(Image-grounded pointing data)
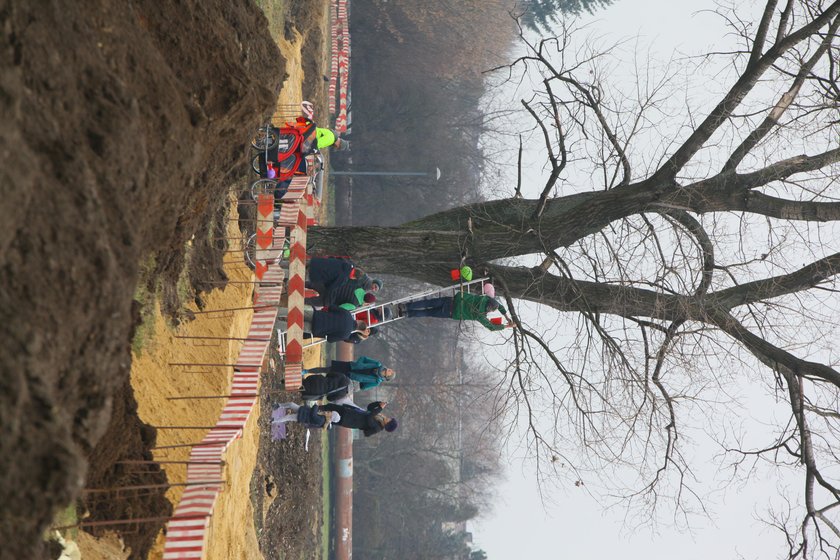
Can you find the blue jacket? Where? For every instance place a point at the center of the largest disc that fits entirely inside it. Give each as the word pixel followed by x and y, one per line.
pixel 367 372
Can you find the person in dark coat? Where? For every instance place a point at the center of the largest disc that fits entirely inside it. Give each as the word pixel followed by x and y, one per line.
pixel 369 373
pixel 326 274
pixel 309 416
pixel 333 323
pixel 347 297
pixel 461 307
pixel 333 386
pixel 360 336
pixel 370 421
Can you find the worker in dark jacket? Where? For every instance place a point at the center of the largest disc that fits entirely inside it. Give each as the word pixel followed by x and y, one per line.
pixel 333 386
pixel 462 307
pixel 347 297
pixel 370 421
pixel 369 373
pixel 325 274
pixel 333 323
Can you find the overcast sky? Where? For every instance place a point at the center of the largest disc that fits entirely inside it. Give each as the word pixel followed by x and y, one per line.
pixel 576 525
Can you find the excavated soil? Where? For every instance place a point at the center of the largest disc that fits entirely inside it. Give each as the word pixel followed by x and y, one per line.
pixel 123 126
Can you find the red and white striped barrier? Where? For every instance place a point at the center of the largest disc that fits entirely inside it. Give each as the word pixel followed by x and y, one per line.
pixel 339 62
pixel 187 528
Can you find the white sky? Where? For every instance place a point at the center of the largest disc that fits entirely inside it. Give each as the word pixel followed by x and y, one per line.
pixel 577 526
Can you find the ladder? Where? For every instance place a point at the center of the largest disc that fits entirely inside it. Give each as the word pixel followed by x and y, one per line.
pixel 387 311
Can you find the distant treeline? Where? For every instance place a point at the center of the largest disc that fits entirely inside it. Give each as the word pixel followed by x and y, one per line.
pixel 416 82
pixel 416 86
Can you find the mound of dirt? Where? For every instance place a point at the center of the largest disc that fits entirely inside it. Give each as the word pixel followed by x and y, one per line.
pixel 121 123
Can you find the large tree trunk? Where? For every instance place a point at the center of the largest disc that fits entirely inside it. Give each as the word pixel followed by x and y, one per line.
pixel 427 248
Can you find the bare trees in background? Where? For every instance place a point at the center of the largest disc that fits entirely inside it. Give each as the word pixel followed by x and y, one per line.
pixel 688 248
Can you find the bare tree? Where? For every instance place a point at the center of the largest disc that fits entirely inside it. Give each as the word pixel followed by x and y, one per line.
pixel 701 254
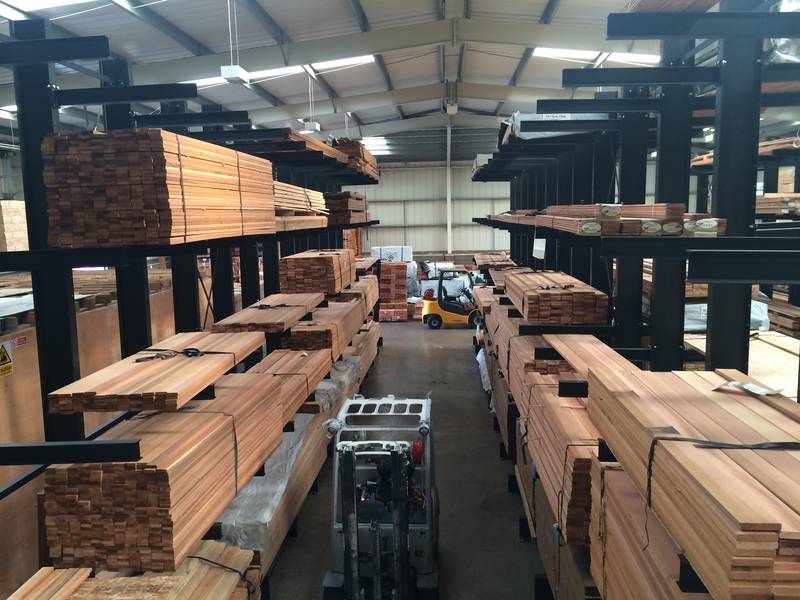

» **Required action**
All of the data is to be transcribed exactly, with images omitted.

» **Response to this exercise**
Can you find the blue jacket? Where? For every instance place a point at the center of the largest disc that fits entirely inside it. Give each as the word pixel followed by x and y, one per line.
pixel 367 372
Can you find the person in dark coat? Where? For every instance place a point at the center of the largest disc that fits entirely inside it. Give each as the word pixel followed by x and y, one per line.
pixel 369 373
pixel 326 274
pixel 309 416
pixel 333 323
pixel 347 297
pixel 461 307
pixel 333 386
pixel 360 336
pixel 370 421
Can you find the worker in dark jacket? Where? For every instance place a point at the center of the largest disc that fits entirely inside it. Give each as the word pixel followed by x and y, one per line.
pixel 333 386
pixel 462 307
pixel 347 297
pixel 370 421
pixel 369 373
pixel 325 274
pixel 333 323
Can you find the overcast sky? Where? For every instance place a point at the center of the largest disc that fits entirely inside it. Give each as the word pixel followed by x and y, one per line.
pixel 576 525
Can you find the excavated soil? Where? For every instance place a point at the center of the largest disc that fits entirely inside it. Give each as the word pixel followed by x and y, one per line.
pixel 123 126
Can you find the red and white striped barrier? Where? For every instance place a point at the center of the largest disc that fits entirely inside it. Give each as the word pixel followed by x and y, one per line.
pixel 339 62
pixel 187 528
Can you find the white sky? Where? For every instance place a point at the center of the largest disc that fits entirely inside it. Give each as the word pixel followed by x and y, one per line.
pixel 577 526
Can you find the ladder? Where? For every instance place a point at the center of the largest disc that fits entirely inside it. Give each as the word pixel followed by x and y, one per line.
pixel 387 311
Can you find the distant treeline? Where? For every instance place a point at the center of the largest disc that fits entirely inside it. Give each as the word pixel followed by x and y, one per line.
pixel 416 82
pixel 416 86
Can you find the mound of dirt? Where? For every instance place a point at the center of the largest disc that fits entirely inside it. Give each as the word pixel followed by x and y, one per line.
pixel 121 123
Can you find the large tree trunk? Where? For every instance place a point at the center of the largest disc that fits entirely inside it. Give each as the word pixel followed by x and y, one per line.
pixel 427 248
Can you find the bare trees in background? Where? For every instance place a point at the center of the largest disc that fits entirely inside it. Give each as the word pixel followed by x and y, one per line.
pixel 688 248
Can you find the bare tree? Where? For every instance place a point at the center of the largest disc that fits entirely inside it. Give each as the word pixel followed by x and y, one per line.
pixel 701 254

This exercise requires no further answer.